*Given task*: Rewrite the part of the listing below that opens with the line containing "Detection benchmark curation — identify each utility" and closes with the line containing "[397,240,526,264]", both included. Keep the request lines unchanged and multiply every bounding-box coordinate in the answers by 2.15, rounding to whole numbers with halves rounded up.

Bounding-box records:
— START —

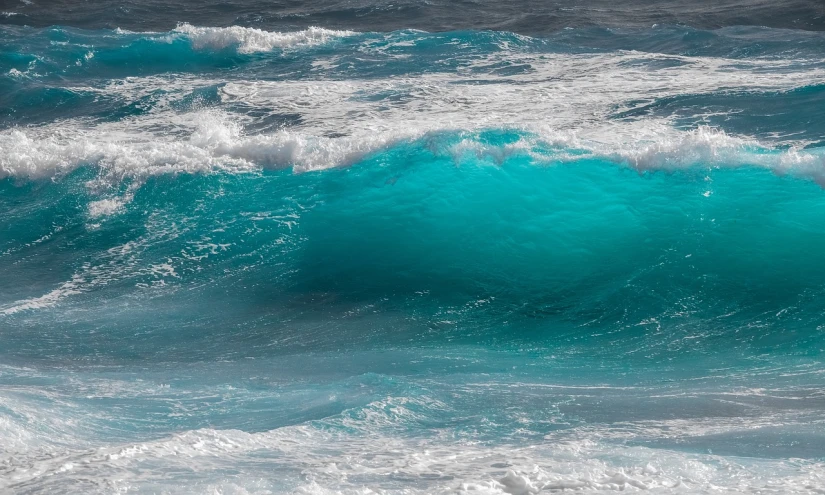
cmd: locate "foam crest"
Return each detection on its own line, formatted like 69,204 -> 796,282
174,24 -> 358,54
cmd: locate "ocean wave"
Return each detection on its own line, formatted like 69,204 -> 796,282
0,115 -> 825,186
173,23 -> 359,54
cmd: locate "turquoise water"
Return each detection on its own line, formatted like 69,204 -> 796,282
0,17 -> 825,494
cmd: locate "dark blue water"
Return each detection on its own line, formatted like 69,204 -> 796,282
0,0 -> 825,495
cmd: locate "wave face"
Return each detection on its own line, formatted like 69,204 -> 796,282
0,7 -> 825,495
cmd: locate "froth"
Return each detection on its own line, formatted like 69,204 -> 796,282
174,24 -> 357,54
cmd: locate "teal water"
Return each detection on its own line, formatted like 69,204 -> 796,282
0,20 -> 825,494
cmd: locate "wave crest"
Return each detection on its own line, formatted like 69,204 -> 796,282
173,23 -> 358,54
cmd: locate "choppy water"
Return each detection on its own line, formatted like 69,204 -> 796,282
0,0 -> 825,495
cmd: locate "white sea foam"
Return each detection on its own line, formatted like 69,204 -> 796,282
174,24 -> 358,53
0,47 -> 825,217
0,399 -> 825,495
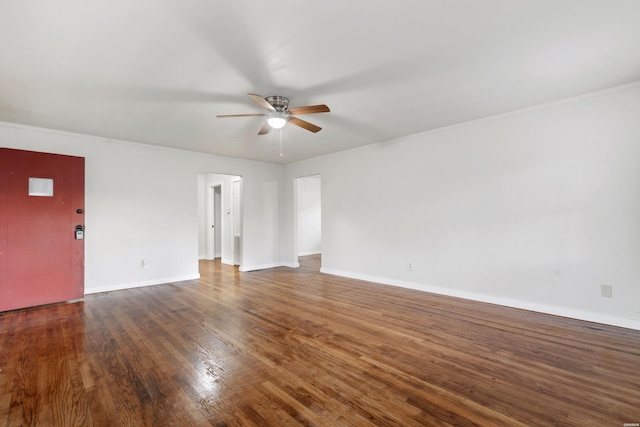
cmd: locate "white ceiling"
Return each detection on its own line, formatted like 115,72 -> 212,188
0,0 -> 640,163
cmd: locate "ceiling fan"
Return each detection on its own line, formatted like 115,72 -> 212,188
216,93 -> 331,135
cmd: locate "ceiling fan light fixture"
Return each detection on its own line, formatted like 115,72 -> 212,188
267,116 -> 287,129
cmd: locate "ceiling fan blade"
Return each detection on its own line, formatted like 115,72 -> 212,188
247,93 -> 276,111
289,104 -> 331,115
289,117 -> 322,133
216,114 -> 266,119
258,122 -> 271,135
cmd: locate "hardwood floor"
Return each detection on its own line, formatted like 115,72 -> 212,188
0,257 -> 640,426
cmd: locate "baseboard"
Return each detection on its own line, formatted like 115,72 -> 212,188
240,263 -> 283,272
84,274 -> 200,295
320,268 -> 640,330
298,251 -> 322,256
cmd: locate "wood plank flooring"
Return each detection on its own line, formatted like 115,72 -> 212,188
0,257 -> 640,427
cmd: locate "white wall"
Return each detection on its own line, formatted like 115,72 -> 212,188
296,175 -> 322,256
281,84 -> 640,329
0,123 -> 282,293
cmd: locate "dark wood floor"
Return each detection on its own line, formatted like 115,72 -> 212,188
0,257 -> 640,427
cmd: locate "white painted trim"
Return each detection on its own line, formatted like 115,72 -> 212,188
320,268 -> 640,330
298,251 -> 322,256
84,274 -> 200,295
240,263 -> 284,272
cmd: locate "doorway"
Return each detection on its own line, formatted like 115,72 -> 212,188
294,175 -> 322,268
198,173 -> 242,266
0,148 -> 85,311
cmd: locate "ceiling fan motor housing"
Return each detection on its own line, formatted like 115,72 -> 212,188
265,95 -> 289,113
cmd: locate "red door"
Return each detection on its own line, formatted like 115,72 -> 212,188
0,148 -> 84,311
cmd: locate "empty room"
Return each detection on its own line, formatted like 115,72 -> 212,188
0,0 -> 640,427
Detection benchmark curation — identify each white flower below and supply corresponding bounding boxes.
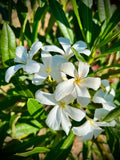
[32,51,62,85]
[42,37,91,60]
[72,110,116,141]
[55,62,101,107]
[5,42,42,82]
[93,80,116,111]
[35,90,85,135]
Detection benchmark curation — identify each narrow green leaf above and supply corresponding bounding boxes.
[97,0,105,22]
[71,0,86,41]
[101,6,120,39]
[0,23,16,67]
[16,147,49,157]
[4,135,48,154]
[102,39,120,55]
[10,115,20,138]
[27,98,46,119]
[49,0,74,43]
[96,30,120,48]
[71,48,86,62]
[32,5,47,42]
[103,107,120,121]
[105,123,120,160]
[45,131,75,160]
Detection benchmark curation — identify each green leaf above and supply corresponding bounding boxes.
[71,0,86,41]
[97,0,105,22]
[102,39,120,55]
[45,131,75,160]
[4,135,48,154]
[49,0,74,43]
[10,115,20,138]
[16,147,49,157]
[32,5,47,42]
[96,30,120,48]
[83,141,92,159]
[101,6,120,39]
[0,121,9,149]
[103,107,120,122]
[27,98,46,119]
[0,23,16,67]
[71,47,86,62]
[105,123,120,160]
[8,123,39,138]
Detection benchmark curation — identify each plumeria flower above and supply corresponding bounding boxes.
[72,110,116,141]
[42,37,91,60]
[93,80,116,111]
[55,62,101,107]
[35,90,85,135]
[32,51,62,85]
[5,41,42,82]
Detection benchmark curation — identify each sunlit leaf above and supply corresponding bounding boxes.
[103,107,120,121]
[0,23,16,67]
[27,99,46,119]
[45,132,75,160]
[16,147,49,157]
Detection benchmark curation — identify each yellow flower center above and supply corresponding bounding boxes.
[46,68,51,73]
[90,120,94,125]
[74,77,82,85]
[60,102,66,109]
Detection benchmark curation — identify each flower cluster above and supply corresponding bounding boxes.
[5,37,116,141]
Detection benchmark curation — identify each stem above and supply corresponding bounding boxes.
[94,136,111,160]
[19,14,28,46]
[71,0,87,49]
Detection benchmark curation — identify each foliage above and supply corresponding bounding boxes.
[0,0,120,160]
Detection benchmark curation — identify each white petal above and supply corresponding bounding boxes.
[5,64,23,83]
[103,102,116,111]
[79,49,91,56]
[50,67,63,83]
[77,97,90,107]
[64,105,86,121]
[61,62,77,77]
[29,41,42,59]
[61,111,72,135]
[46,106,61,130]
[78,62,89,78]
[52,55,66,67]
[54,79,74,101]
[72,121,91,136]
[23,60,40,74]
[42,45,64,54]
[93,90,106,103]
[94,108,109,121]
[79,131,93,142]
[32,73,47,85]
[35,90,57,105]
[72,85,90,107]
[82,77,101,90]
[110,88,115,97]
[96,120,116,127]
[72,41,87,52]
[101,79,110,92]
[14,46,27,63]
[41,51,52,68]
[93,127,103,138]
[61,95,75,104]
[58,37,71,53]
[105,90,115,102]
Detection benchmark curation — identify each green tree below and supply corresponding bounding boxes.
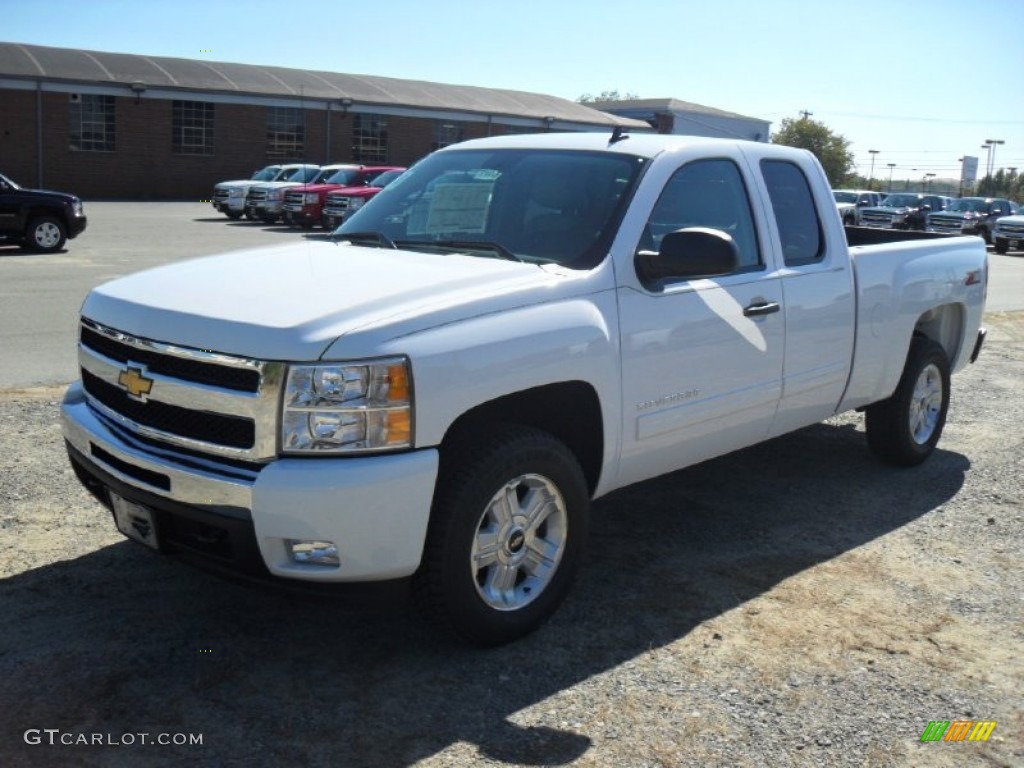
[577,90,640,104]
[771,115,853,186]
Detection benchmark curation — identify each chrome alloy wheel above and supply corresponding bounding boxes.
[909,364,942,445]
[32,221,60,248]
[470,474,568,610]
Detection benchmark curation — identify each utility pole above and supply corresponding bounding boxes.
[867,150,879,189]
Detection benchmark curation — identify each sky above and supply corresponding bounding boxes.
[0,0,1024,185]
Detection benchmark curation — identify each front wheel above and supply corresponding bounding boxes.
[415,426,590,646]
[865,336,949,467]
[25,216,68,253]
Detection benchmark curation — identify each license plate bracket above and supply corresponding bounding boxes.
[111,493,160,550]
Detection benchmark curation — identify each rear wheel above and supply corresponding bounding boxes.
[865,336,949,467]
[415,426,590,646]
[25,216,68,253]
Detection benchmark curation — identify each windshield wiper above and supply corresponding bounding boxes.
[331,231,398,249]
[397,240,526,264]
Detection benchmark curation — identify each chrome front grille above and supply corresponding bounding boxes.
[79,317,285,462]
[324,195,352,215]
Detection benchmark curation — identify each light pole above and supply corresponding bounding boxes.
[985,138,1007,176]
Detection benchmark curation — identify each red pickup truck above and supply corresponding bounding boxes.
[283,166,406,229]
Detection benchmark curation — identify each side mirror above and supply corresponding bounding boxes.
[635,226,739,283]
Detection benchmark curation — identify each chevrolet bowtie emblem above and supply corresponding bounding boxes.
[118,367,153,400]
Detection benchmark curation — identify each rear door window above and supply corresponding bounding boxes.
[761,160,825,266]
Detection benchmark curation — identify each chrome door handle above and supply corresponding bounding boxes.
[743,301,782,317]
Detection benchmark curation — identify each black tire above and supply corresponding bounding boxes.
[414,425,590,647]
[865,336,949,467]
[25,216,68,253]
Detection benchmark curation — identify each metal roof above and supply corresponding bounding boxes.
[590,98,768,122]
[0,42,643,127]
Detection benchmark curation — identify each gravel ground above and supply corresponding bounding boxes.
[0,313,1024,768]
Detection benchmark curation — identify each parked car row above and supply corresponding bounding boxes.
[212,163,406,229]
[847,189,1024,246]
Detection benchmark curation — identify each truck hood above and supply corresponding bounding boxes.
[292,184,371,193]
[861,206,918,215]
[82,240,566,360]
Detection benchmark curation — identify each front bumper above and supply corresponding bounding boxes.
[61,382,438,583]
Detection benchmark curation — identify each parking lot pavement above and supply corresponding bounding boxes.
[0,202,1024,390]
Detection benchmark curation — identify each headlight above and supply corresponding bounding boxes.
[281,357,413,454]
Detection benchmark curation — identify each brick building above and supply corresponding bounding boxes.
[0,42,649,200]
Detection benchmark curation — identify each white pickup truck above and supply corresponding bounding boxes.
[62,131,987,645]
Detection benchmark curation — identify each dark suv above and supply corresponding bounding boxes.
[860,193,949,229]
[0,174,87,253]
[928,198,1017,244]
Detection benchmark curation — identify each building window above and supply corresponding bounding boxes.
[69,93,116,152]
[430,121,463,152]
[266,106,306,160]
[171,101,213,155]
[352,115,387,163]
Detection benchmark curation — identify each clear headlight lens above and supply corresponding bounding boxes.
[281,357,413,454]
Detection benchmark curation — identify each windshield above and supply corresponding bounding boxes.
[949,198,988,213]
[276,166,319,184]
[882,195,921,208]
[370,171,404,187]
[322,168,360,186]
[252,165,281,181]
[335,150,645,269]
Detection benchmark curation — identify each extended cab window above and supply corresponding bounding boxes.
[761,160,824,266]
[638,160,762,271]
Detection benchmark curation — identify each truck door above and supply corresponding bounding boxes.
[761,160,856,435]
[620,158,783,484]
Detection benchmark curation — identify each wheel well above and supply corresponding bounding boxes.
[913,304,964,366]
[441,381,604,494]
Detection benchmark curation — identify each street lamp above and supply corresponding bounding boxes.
[867,150,879,189]
[985,138,1007,176]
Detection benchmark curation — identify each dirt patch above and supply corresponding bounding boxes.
[0,313,1024,768]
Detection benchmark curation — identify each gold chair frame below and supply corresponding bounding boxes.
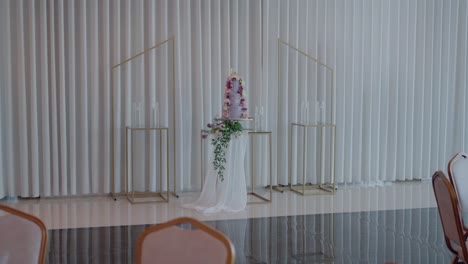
[0,204,48,264]
[136,217,236,264]
[447,152,468,235]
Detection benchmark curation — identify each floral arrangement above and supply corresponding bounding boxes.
[223,69,249,118]
[202,119,243,181]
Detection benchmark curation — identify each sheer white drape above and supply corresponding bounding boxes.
[0,0,468,197]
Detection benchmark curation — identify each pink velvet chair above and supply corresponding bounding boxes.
[0,205,47,264]
[136,217,235,264]
[432,171,468,263]
[447,152,468,235]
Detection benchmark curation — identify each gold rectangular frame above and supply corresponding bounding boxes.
[125,126,170,204]
[277,38,336,195]
[110,37,179,200]
[289,123,336,195]
[200,129,273,204]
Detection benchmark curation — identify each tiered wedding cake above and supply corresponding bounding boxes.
[223,69,249,119]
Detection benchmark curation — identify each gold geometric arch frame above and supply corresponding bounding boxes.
[110,37,178,200]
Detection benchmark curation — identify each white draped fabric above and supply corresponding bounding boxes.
[184,133,249,213]
[0,0,468,197]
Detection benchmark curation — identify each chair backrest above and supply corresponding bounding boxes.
[0,205,47,264]
[432,171,468,260]
[136,217,235,264]
[448,152,468,213]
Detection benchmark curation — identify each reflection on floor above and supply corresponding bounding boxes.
[49,208,450,264]
[3,181,436,229]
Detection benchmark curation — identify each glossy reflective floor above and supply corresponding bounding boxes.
[49,208,450,264]
[0,181,450,264]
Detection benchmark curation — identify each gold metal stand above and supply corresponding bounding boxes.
[125,127,169,204]
[247,131,273,204]
[289,123,336,195]
[200,129,273,204]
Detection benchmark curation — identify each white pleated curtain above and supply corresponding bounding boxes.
[0,0,468,197]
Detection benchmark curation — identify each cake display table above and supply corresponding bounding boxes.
[183,133,248,213]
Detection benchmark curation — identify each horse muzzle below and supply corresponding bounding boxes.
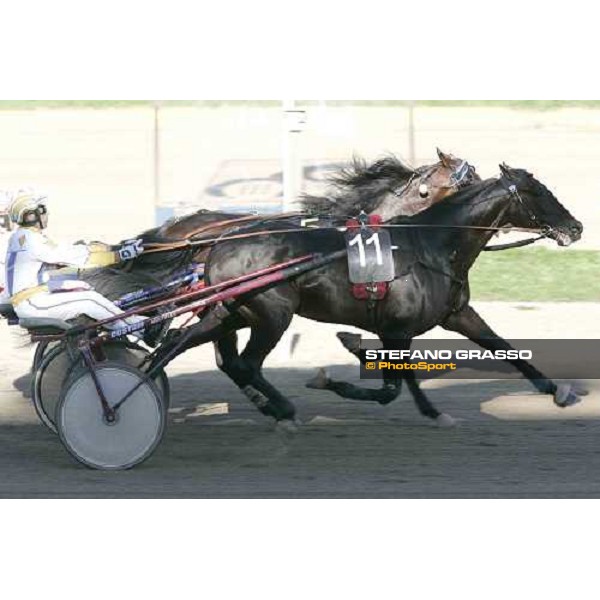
[548,220,583,246]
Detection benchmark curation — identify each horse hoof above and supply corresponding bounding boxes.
[554,383,581,408]
[306,368,330,390]
[571,381,590,396]
[435,413,456,429]
[335,331,361,354]
[275,419,301,435]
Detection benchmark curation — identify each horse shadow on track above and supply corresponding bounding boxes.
[0,364,600,498]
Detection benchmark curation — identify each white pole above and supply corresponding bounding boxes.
[408,100,417,168]
[153,100,160,209]
[282,100,306,212]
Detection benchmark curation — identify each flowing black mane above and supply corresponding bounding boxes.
[300,154,419,216]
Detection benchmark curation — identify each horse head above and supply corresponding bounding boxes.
[500,163,583,246]
[303,150,481,221]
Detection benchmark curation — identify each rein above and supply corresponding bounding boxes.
[143,180,552,254]
[143,223,548,254]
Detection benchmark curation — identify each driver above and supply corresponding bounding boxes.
[0,190,10,305]
[6,189,145,337]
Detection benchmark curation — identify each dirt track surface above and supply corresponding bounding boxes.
[0,303,600,498]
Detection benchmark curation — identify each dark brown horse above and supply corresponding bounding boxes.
[151,167,582,424]
[88,167,582,420]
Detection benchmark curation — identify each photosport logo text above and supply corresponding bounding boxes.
[359,339,600,379]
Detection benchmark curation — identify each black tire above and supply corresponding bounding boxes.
[56,361,167,471]
[31,344,73,433]
[31,340,171,433]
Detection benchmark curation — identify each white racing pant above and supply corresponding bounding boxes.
[14,290,146,337]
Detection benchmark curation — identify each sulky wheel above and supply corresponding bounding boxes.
[31,344,77,433]
[31,340,170,433]
[31,342,60,373]
[56,361,167,470]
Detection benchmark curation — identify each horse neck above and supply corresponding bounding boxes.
[432,182,510,272]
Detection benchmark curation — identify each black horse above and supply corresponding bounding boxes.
[132,166,583,422]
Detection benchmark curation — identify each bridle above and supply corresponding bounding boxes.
[390,160,475,198]
[450,160,475,192]
[483,183,552,252]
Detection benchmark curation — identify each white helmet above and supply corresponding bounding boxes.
[8,188,46,225]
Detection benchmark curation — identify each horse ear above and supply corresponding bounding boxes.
[436,148,452,169]
[498,162,510,179]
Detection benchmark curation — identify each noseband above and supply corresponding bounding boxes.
[483,184,552,252]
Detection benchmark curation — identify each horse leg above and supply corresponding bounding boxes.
[306,331,402,405]
[151,310,244,367]
[381,335,454,427]
[215,327,296,421]
[441,305,581,408]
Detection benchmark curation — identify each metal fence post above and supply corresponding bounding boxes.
[282,100,306,212]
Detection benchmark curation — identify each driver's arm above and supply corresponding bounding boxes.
[30,235,119,269]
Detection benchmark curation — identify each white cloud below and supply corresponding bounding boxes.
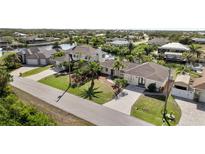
[0,0,205,29]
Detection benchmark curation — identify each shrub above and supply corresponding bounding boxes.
[147,83,157,92]
[53,51,65,58]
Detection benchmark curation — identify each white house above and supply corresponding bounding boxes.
[101,60,169,90]
[172,74,195,100]
[158,42,190,61]
[65,45,107,62]
[124,62,169,91]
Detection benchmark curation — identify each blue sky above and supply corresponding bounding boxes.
[0,0,205,30]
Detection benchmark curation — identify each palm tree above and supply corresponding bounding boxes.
[113,57,124,75]
[175,65,191,75]
[88,62,102,91]
[189,44,202,58]
[52,42,62,50]
[144,45,154,55]
[135,51,144,63]
[182,51,194,64]
[126,55,135,62]
[128,42,134,54]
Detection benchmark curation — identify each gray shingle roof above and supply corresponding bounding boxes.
[148,37,169,46]
[125,62,169,82]
[101,59,139,71]
[20,47,56,59]
[66,45,97,56]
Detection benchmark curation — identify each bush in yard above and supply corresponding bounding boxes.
[113,79,127,94]
[53,51,65,58]
[147,83,157,92]
[2,52,22,70]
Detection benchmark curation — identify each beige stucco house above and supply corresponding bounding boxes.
[101,60,169,90]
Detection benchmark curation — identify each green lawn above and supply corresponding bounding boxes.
[39,75,114,104]
[22,65,51,77]
[131,95,181,126]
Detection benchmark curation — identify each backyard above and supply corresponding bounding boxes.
[21,65,51,77]
[131,95,181,126]
[39,75,114,104]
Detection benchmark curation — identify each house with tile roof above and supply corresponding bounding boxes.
[17,47,56,66]
[158,42,190,61]
[193,69,205,103]
[101,60,169,90]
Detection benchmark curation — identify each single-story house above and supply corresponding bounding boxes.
[124,62,169,91]
[158,43,190,61]
[172,74,195,100]
[100,59,139,77]
[18,47,56,65]
[0,38,9,48]
[22,36,46,44]
[65,45,107,62]
[108,38,130,46]
[192,38,205,44]
[101,60,169,90]
[148,37,169,46]
[14,32,27,37]
[193,69,205,103]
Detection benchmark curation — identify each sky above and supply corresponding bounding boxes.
[0,0,205,30]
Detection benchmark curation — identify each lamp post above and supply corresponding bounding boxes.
[162,68,171,126]
[65,54,71,87]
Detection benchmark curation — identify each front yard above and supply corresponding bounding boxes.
[39,75,114,104]
[131,95,181,126]
[21,65,51,77]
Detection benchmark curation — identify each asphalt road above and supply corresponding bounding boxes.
[11,77,151,126]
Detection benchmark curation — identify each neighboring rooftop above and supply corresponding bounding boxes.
[66,45,98,56]
[101,59,139,71]
[174,74,191,85]
[159,43,190,51]
[192,38,205,43]
[20,47,56,58]
[125,62,169,82]
[110,40,129,45]
[148,37,169,46]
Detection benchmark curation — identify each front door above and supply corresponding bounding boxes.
[138,77,145,87]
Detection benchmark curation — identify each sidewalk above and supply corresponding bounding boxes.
[11,77,151,126]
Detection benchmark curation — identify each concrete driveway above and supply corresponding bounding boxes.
[104,85,144,115]
[26,68,58,81]
[11,65,38,76]
[175,99,205,126]
[11,77,151,126]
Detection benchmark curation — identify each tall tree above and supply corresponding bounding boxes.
[189,44,202,58]
[182,51,194,64]
[0,67,12,95]
[113,57,124,71]
[128,42,134,54]
[88,62,102,90]
[52,42,62,50]
[2,52,21,69]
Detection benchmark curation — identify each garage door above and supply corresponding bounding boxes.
[40,59,47,65]
[26,59,38,65]
[199,92,205,103]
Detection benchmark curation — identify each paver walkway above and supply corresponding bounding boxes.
[11,76,151,126]
[175,99,205,126]
[104,85,144,115]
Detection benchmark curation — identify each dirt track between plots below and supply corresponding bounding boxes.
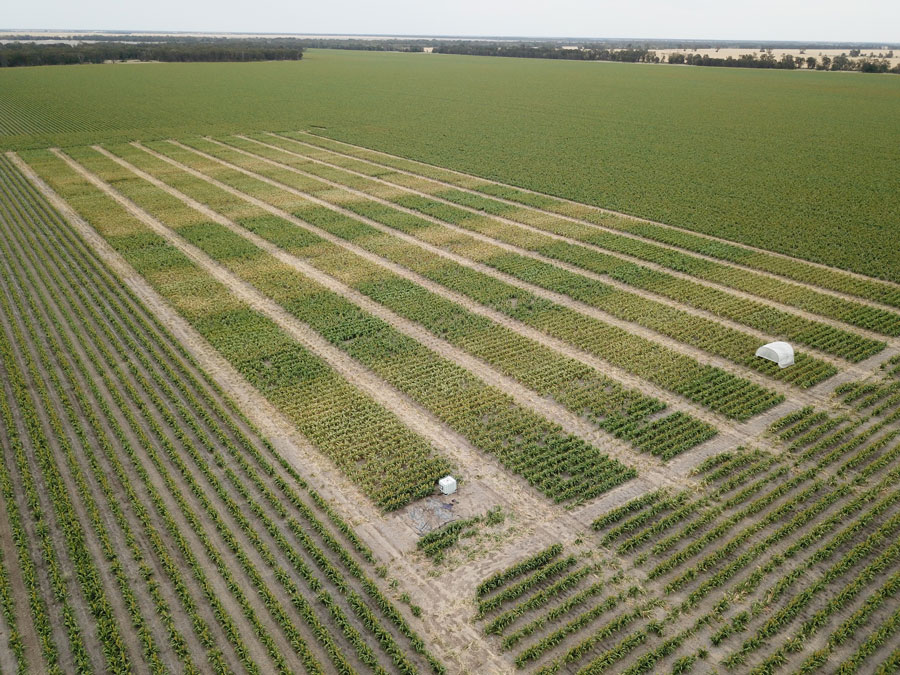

— END —

*Response to this exercise*:
Detection benchmark curation — identify each utility pole above and supply corresponding bounding boxes.
[1864,323,1890,406]
Detection benchmark curation — identify each sky above and supply corresponding bounding boxes.
[0,0,2202,398]
Detection benchmark curation — identify each front wheel above and supply corresponding bounding boxes.
[892,916,1269,1389]
[1860,722,2040,1004]
[54,464,146,544]
Detection benchmark curation — identify each license plate bracket above and supply corresponding bounding boxes.
[239,1060,344,1183]
Detection benchmark curation — identify each rear wheel above and supply corresponding bounding boxes.
[1860,722,2040,1004]
[892,916,1269,1389]
[54,464,146,544]
Detection benchmark curation — identify each windshield wiper above and supply corresponding bounding boxes.
[712,497,856,535]
[854,516,1131,568]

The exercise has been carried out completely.